Set the data down again, exactly as it reads, but without the pictures.
══ Given data ══
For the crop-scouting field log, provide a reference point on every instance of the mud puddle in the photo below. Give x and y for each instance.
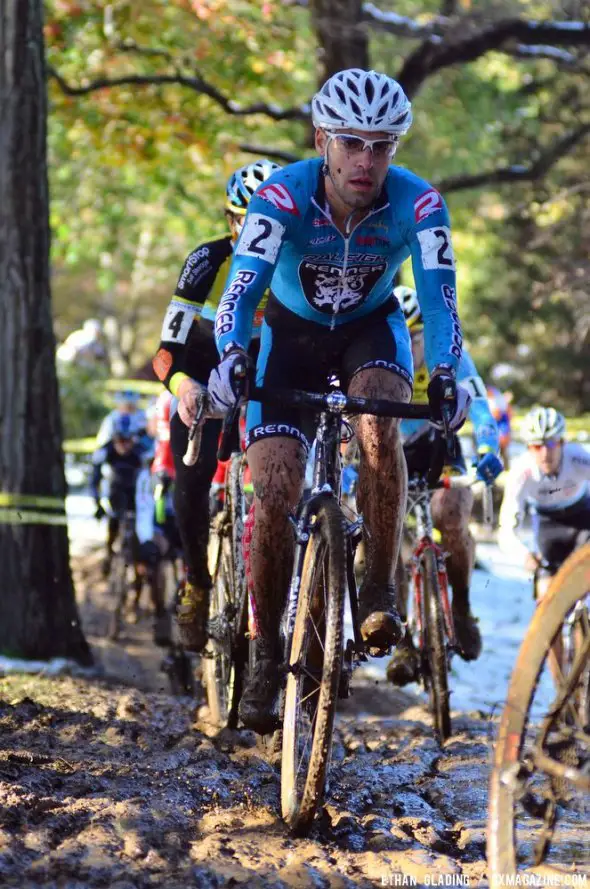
(105, 784)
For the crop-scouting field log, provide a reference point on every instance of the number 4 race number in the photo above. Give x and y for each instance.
(177, 322)
(436, 248)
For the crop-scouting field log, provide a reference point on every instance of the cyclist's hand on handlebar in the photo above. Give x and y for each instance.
(443, 392)
(488, 467)
(224, 389)
(189, 395)
(532, 562)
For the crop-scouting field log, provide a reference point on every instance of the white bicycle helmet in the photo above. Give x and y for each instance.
(542, 423)
(408, 300)
(243, 183)
(362, 100)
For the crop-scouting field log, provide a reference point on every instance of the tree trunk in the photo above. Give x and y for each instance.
(38, 614)
(341, 34)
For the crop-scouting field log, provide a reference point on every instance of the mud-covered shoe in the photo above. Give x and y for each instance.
(105, 565)
(404, 667)
(258, 708)
(467, 634)
(380, 624)
(191, 616)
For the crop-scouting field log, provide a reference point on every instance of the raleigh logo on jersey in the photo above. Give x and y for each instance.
(450, 299)
(280, 197)
(329, 291)
(225, 319)
(427, 203)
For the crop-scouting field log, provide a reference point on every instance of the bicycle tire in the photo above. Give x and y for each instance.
(571, 583)
(223, 666)
(436, 650)
(323, 572)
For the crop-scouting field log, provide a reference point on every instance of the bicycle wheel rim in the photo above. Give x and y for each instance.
(309, 711)
(571, 583)
(218, 667)
(436, 648)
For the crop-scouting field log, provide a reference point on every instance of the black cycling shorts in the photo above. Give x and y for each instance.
(559, 533)
(297, 354)
(424, 453)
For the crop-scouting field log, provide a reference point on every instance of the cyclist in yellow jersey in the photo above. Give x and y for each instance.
(184, 360)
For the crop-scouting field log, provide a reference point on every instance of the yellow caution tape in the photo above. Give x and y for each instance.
(143, 387)
(30, 517)
(26, 500)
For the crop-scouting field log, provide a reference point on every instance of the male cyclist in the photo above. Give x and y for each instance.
(127, 405)
(451, 507)
(183, 363)
(331, 233)
(551, 481)
(123, 455)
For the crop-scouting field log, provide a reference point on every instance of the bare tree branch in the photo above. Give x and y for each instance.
(264, 151)
(196, 83)
(436, 53)
(544, 160)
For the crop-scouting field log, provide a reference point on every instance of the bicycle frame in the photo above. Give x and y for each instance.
(419, 505)
(326, 480)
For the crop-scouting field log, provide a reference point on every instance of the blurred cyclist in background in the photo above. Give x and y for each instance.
(551, 483)
(451, 508)
(186, 357)
(500, 406)
(122, 454)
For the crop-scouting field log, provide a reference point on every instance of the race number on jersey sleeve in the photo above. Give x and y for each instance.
(177, 321)
(436, 248)
(261, 237)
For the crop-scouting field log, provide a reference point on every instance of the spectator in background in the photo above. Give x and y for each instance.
(127, 404)
(85, 347)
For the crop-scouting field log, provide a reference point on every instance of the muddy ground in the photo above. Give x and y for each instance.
(108, 780)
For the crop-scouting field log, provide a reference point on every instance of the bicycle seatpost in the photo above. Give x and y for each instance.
(240, 377)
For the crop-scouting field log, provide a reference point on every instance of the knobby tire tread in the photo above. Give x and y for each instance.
(438, 663)
(571, 583)
(326, 541)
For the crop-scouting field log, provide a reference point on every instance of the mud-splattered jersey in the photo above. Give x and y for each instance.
(332, 279)
(485, 428)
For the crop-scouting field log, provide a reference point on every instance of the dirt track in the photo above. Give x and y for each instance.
(106, 785)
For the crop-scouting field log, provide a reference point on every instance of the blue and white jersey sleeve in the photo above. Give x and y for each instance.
(428, 235)
(485, 428)
(266, 226)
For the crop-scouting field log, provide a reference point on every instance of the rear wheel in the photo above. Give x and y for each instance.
(315, 661)
(541, 735)
(226, 653)
(436, 649)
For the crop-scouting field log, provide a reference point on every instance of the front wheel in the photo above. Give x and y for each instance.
(543, 746)
(314, 663)
(437, 678)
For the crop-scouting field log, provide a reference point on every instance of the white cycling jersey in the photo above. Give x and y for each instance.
(527, 488)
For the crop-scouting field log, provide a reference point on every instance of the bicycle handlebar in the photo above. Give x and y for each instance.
(339, 403)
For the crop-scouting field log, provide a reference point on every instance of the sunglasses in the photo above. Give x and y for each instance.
(550, 444)
(380, 148)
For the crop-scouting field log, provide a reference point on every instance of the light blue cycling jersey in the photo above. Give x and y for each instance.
(485, 428)
(332, 279)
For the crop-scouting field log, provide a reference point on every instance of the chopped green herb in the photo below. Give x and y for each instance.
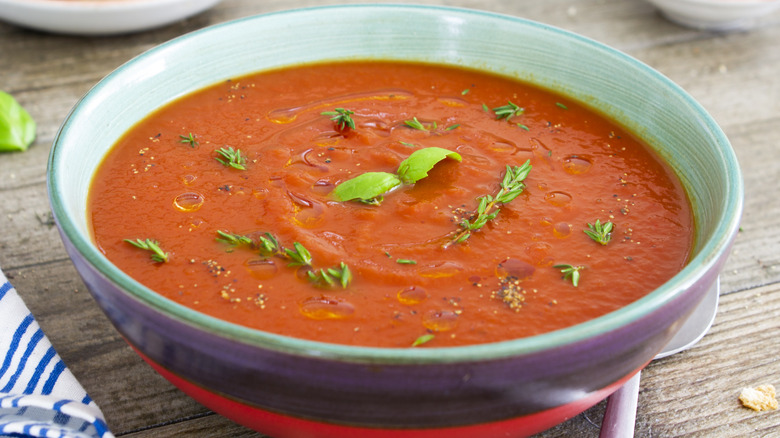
(416, 124)
(370, 186)
(367, 187)
(269, 245)
(507, 111)
(231, 158)
(299, 256)
(190, 139)
(511, 187)
(342, 117)
(570, 272)
(601, 233)
(17, 127)
(421, 161)
(331, 277)
(158, 255)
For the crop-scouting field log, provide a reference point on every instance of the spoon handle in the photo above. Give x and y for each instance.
(620, 416)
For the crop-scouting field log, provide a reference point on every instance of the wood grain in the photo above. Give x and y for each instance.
(735, 76)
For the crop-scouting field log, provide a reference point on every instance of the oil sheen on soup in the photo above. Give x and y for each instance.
(389, 204)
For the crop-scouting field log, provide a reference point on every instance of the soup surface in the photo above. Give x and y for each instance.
(245, 188)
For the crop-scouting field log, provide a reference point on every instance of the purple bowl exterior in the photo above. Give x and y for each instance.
(387, 395)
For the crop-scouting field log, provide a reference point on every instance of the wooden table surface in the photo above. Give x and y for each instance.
(735, 76)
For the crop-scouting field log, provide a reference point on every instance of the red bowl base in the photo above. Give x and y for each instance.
(284, 426)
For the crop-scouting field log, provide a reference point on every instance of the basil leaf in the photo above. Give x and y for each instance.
(17, 128)
(365, 186)
(417, 165)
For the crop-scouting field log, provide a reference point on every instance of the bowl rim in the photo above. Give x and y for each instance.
(705, 260)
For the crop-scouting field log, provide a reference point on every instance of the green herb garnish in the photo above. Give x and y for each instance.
(158, 255)
(17, 127)
(330, 277)
(367, 187)
(423, 339)
(342, 117)
(570, 272)
(511, 187)
(421, 161)
(231, 158)
(370, 186)
(299, 256)
(190, 139)
(601, 233)
(507, 111)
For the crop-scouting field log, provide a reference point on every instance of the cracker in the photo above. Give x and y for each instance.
(760, 398)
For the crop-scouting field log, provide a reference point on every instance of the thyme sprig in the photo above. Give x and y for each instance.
(189, 139)
(231, 158)
(158, 255)
(342, 117)
(507, 111)
(299, 255)
(340, 275)
(570, 272)
(489, 205)
(601, 233)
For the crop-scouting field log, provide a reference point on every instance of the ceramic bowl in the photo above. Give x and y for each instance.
(289, 387)
(98, 17)
(718, 15)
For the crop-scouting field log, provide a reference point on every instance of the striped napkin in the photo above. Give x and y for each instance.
(39, 396)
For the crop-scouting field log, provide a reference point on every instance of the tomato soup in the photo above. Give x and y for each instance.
(389, 204)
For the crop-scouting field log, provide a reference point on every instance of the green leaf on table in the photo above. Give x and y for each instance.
(366, 186)
(17, 128)
(421, 161)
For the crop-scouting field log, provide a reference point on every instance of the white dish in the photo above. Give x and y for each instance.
(98, 17)
(719, 15)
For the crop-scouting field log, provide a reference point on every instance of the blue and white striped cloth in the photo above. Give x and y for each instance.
(39, 396)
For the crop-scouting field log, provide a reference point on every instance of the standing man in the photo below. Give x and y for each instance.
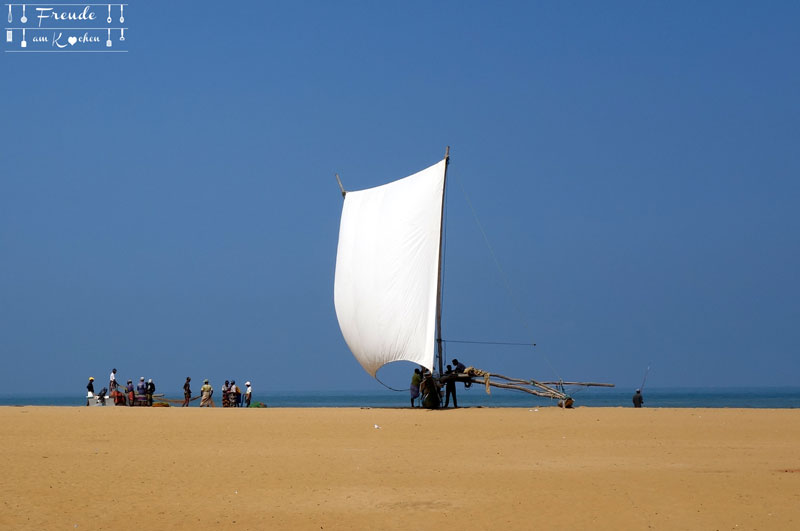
(112, 380)
(461, 369)
(90, 389)
(413, 389)
(450, 387)
(225, 390)
(234, 394)
(638, 400)
(187, 392)
(151, 390)
(206, 391)
(141, 392)
(129, 391)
═══
» Output below
For the crop-scouting field log, provide a reference point on every instance of the mud puddle in the photo below. Give x and y for each instance.
(105, 784)
For the crop-scouting field log, provide a reference point on every instance of the number 4 race number in the photo above. Give x and y for each instance.
(177, 322)
(436, 248)
For the crop-scouting field log, provide a reference point on every instance of the cyclist's hand on handlebar in the photo above. Give x and y for each instance.
(443, 392)
(488, 467)
(224, 389)
(189, 395)
(532, 562)
For the crop-scouting field log, provide a reference point on every instance of the white bicycle helmet in the photo above. Give x and y for each instance.
(542, 423)
(408, 300)
(243, 183)
(362, 100)
For the crop-scouting field log, provide a reference point on every instance of the tree trunk in the photo above. Give x and y for each instance.
(38, 614)
(341, 34)
For the crop-scouting field log, provide a reference point on every instance of the mud-covered shoe in the photo above. Give x and y for each instance.
(105, 565)
(404, 667)
(258, 708)
(467, 634)
(380, 624)
(191, 616)
For the crop-scouting field log, provide a reference point on every instance of the raleigh logo on jersey in the photo above. Give x and y for each instance.
(450, 299)
(280, 197)
(329, 291)
(225, 319)
(427, 203)
For the crop-scouting field log, provide a reference point on every instance of the bicycle tire in the photo above. Give x and y for each instance.
(571, 583)
(223, 666)
(436, 650)
(323, 572)
For the crop-scouting field log, provide a reference point on every instance of the bicycle wheel rim in the photo above. Give x and y for each instance.
(309, 711)
(571, 583)
(218, 667)
(436, 648)
For the crop-scouting field log, provide a reference point on every instance of the black cycling shorts in the photo above. Give x and y for each instance.
(559, 533)
(297, 354)
(424, 453)
For the crop-scouting field log, provide a reference point on every instance of the cyclist in yellow jersey in the photo above. Give x and y for each instance.
(184, 360)
For the crop-scouting field log, provide a reference point on every instance of the yellow caution tape in the photo above. Give x and y for each instance.
(143, 387)
(30, 517)
(26, 500)
For the crop-scouting field log, provide a reference point on every instance of the male cyclist in the photo above. Give x and y for each instance.
(127, 405)
(451, 507)
(183, 363)
(331, 233)
(551, 481)
(123, 455)
For the crop-scouting field log, provide a reference point on every instance of the bare tree branch in the photo above. Give x and y for each instance.
(264, 151)
(196, 83)
(436, 53)
(544, 160)
For the crop-scouting field log, provide a reference point on every instance of the bicycle frame in the photo above. Give x and y for each instance.
(419, 505)
(326, 480)
For the crop-scouting field log, provide a reference point on every instance of the blurred cyclist in background in the photo above. Give x and y for each instance.
(551, 483)
(451, 508)
(186, 357)
(500, 406)
(122, 454)
For the crop-scouting field log, provide a reference point on every instance of the race number on jersey sleeve in the photo above. Give x and y for each instance.
(177, 321)
(436, 248)
(261, 237)
For the crop-scouting field log, provide a reference point on every instance of the spectator in background in the photo above. Give x and y for each instance.
(127, 404)
(85, 347)
For the crop-scouting field log, provide a reference point on every instance of the muddy ground in the photo above. Give x and y for each instance.
(108, 780)
For the crop-scouting field log, provide a reference point on every instance of the bicycle seatpost in the photo above. Give x and y for each instance.
(240, 377)
For the crop-scouting field log, provide a reference point on every instance of the knobby tire tread in the photo above. Give x and y for each instance.
(438, 663)
(571, 583)
(326, 541)
For the crop-scouting field log, provide a reference point on every instance of the mud-splattered jersey in the photo above. Give x and y for each instance.
(332, 279)
(485, 428)
For the crop-scouting field log, provide a reference point on every instance of the dirt track in the photo above. Give x and y for each instance.
(106, 785)
For the crop-scouting field log, provide a reference point on every instance of the blue and white jersey sleeve in the photo above. Give x and y for each instance.
(428, 235)
(485, 428)
(266, 226)
For the crop-scouting field log, provide a reference point on every instance of the rear wheel in the photo above. Give x and y for each instance.
(315, 661)
(541, 735)
(226, 653)
(436, 649)
For the crop-scouting field log, provide a reference point on every instance of the front wheel in the photo above. Give x and y for each instance.
(543, 746)
(314, 663)
(437, 678)
For the crop-scouting field log, provide a reference point on every instance of the white cycling jersey in the photo above. Give x and y for each instance.
(527, 488)
For the crop-scouting field log, provide a reference point on every instance of the bicycle handlebar in the photo above. Give x and y for each instance.
(339, 403)
For the crop-scouting field log, provide a reference point on every instance of the sunglasses in the photo above. Give x and y for each instance.
(550, 444)
(380, 148)
For the crop-scouting field log, provide a reference point on every instance of the light blue cycling jersey in the photo above. Give x and y for each instance.
(485, 428)
(332, 279)
For the crop-scouting field log, provide a reference point on every instance of the chopped green herb in the photo below. Give x and y for each instance.
(416, 124)
(370, 186)
(367, 187)
(269, 245)
(507, 111)
(231, 158)
(299, 256)
(190, 139)
(511, 187)
(342, 117)
(570, 272)
(601, 233)
(17, 127)
(421, 161)
(331, 277)
(158, 255)
For the crop-scouting field log, provide a reference point on every instance of the spoon handle in the photo above. Give x and y for each instance.
(620, 416)
For the crop-scouting field log, provide a reference point on every instance of the wood grain in the photo above. Give x and y for each instance.
(735, 76)
For the crop-scouting field log, provide a reference point on every instance of the oil sheen on soup in the photo above. Give x and y for each instance.
(389, 204)
For the crop-scouting field log, provide a reference point on every instance of the soup surface in the photo above. Give x and y for each instance.
(245, 188)
For the crop-scouting field log, provide a reference point on every instance of the purple bowl exterior in the photo above. Give x and y for each instance.
(387, 395)
For the crop-scouting field log, provide a reference point on every instance of the wooden table surface in the photo above. Give x and y for each instance.
(735, 76)
For the crop-scouting field log, provide a reference point on every instance of the red bowl base in the photo above. Give x and y for each instance.
(284, 426)
For the crop-scouting field log, provide a reference point on every instance of the basil leaf in the photo above. Give x and y for each instance.
(17, 128)
(365, 186)
(417, 165)
For the crop-scouting field log, provide a reference point on every instance of the bowl rim in the photo above. Give x and y for each instance.
(705, 260)
For the crop-scouting field log, provide a reference point on every instance of the green herb garnish in the photo above. Give x and y for each instance.
(158, 255)
(17, 127)
(330, 277)
(367, 187)
(423, 339)
(342, 117)
(570, 272)
(511, 187)
(421, 161)
(231, 158)
(370, 186)
(299, 256)
(190, 139)
(601, 233)
(507, 111)
For the crop-scouting field log, provide a reference point on every instance of the cracker in the photo above. Give x and y for each instance.
(760, 398)
For the crop-scouting field log, provide a reference point on every instance of the thyme sprig in the photo above. Give x and y for each instance.
(189, 139)
(231, 158)
(158, 255)
(342, 117)
(507, 111)
(299, 255)
(340, 275)
(570, 272)
(489, 205)
(601, 233)
For the crop-scouting field log, provide a reference point on every instance of the ceramic bowl in the photo above. Give x and y for each instance.
(289, 387)
(98, 17)
(718, 15)
For the crop-scouting field log, provide a reference point on every instance of the striped napkin in the photo above. Give x and y for each instance.
(39, 396)
For the crop-scouting field log, provide a reference point on every instance of the tomato soup in the photo above. Give x and y for each instance.
(389, 204)
For the crop-scouting field log, provide a reference point on every instance of the green leaf on table in the photo above. Give x and y for each instance.
(366, 186)
(17, 128)
(421, 161)
For the crop-scouting field log, provide a reference point on every instance of the white dish in the photo above. Give x and y for each instance.
(98, 17)
(719, 15)
For the crop-scouting field log, provide a reference point on every instance of the blue and white striped cloth in the photo above. Give x and y for each instance.
(39, 396)
For the crop-scouting field log, provide a reference point on every instance of the standing man in the photo below. Give x and y for each instance.
(112, 380)
(461, 369)
(90, 389)
(413, 389)
(450, 387)
(225, 390)
(234, 394)
(638, 400)
(187, 392)
(151, 390)
(206, 391)
(141, 392)
(129, 391)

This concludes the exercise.